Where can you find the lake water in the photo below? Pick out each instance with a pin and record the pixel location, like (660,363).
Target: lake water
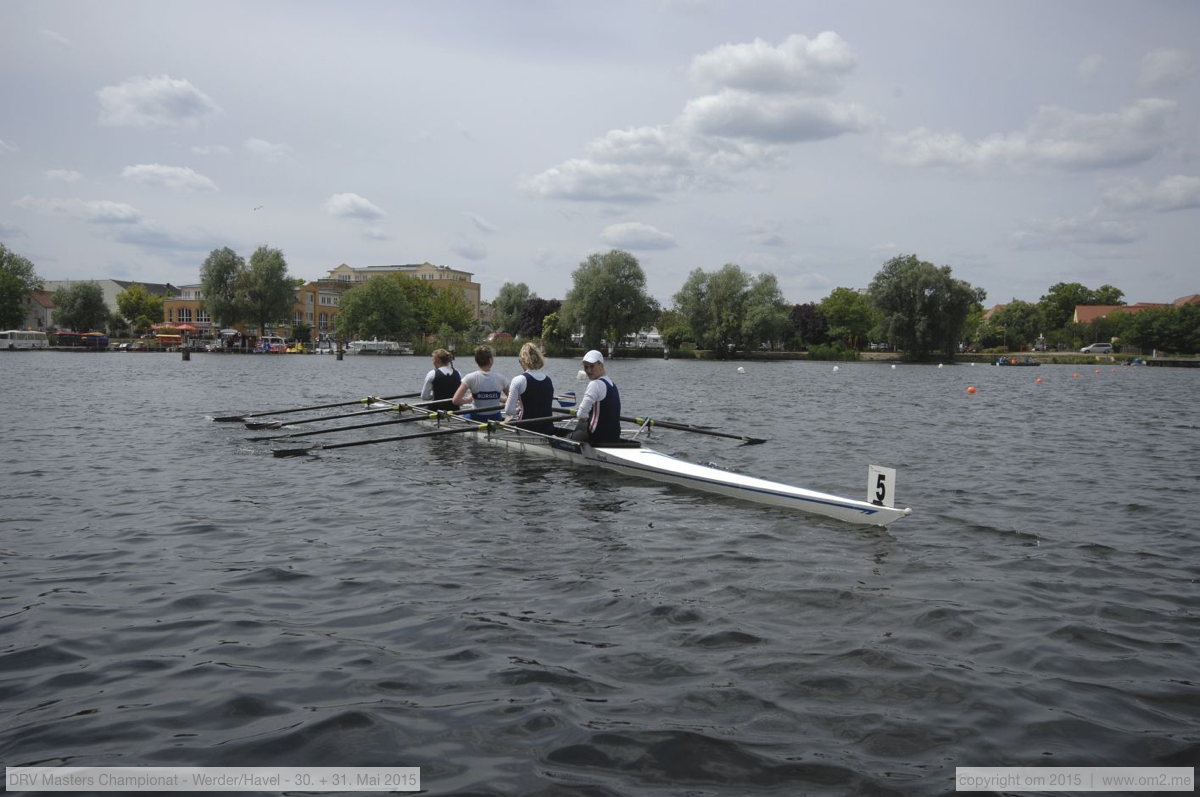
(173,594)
--
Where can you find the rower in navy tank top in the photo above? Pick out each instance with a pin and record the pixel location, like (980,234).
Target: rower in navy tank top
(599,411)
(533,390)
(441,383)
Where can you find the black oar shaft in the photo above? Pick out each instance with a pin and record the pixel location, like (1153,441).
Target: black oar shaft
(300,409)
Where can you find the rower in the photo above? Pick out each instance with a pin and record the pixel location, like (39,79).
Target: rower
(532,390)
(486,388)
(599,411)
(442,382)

- [EXERCISE PROMPT] Find the lines above that contain the word "photo" and collect them.

- [TASK SOLUTION]
Where can you find the lake water in the photo below? Pick out each instance with a pin and record the pixel location, like (660,363).
Where can you find the rower in navy tank top in the photo above? Pick out each instance with a pin and record the pixel location, like (980,234).
Where can you find the black oar shaft in the photo above? Pick out each instance with a pin and record the pixel location, like (1153,441).
Where can you find the rower in the photo above? Pick out each instance with a pin and record the pixel location, like (39,79).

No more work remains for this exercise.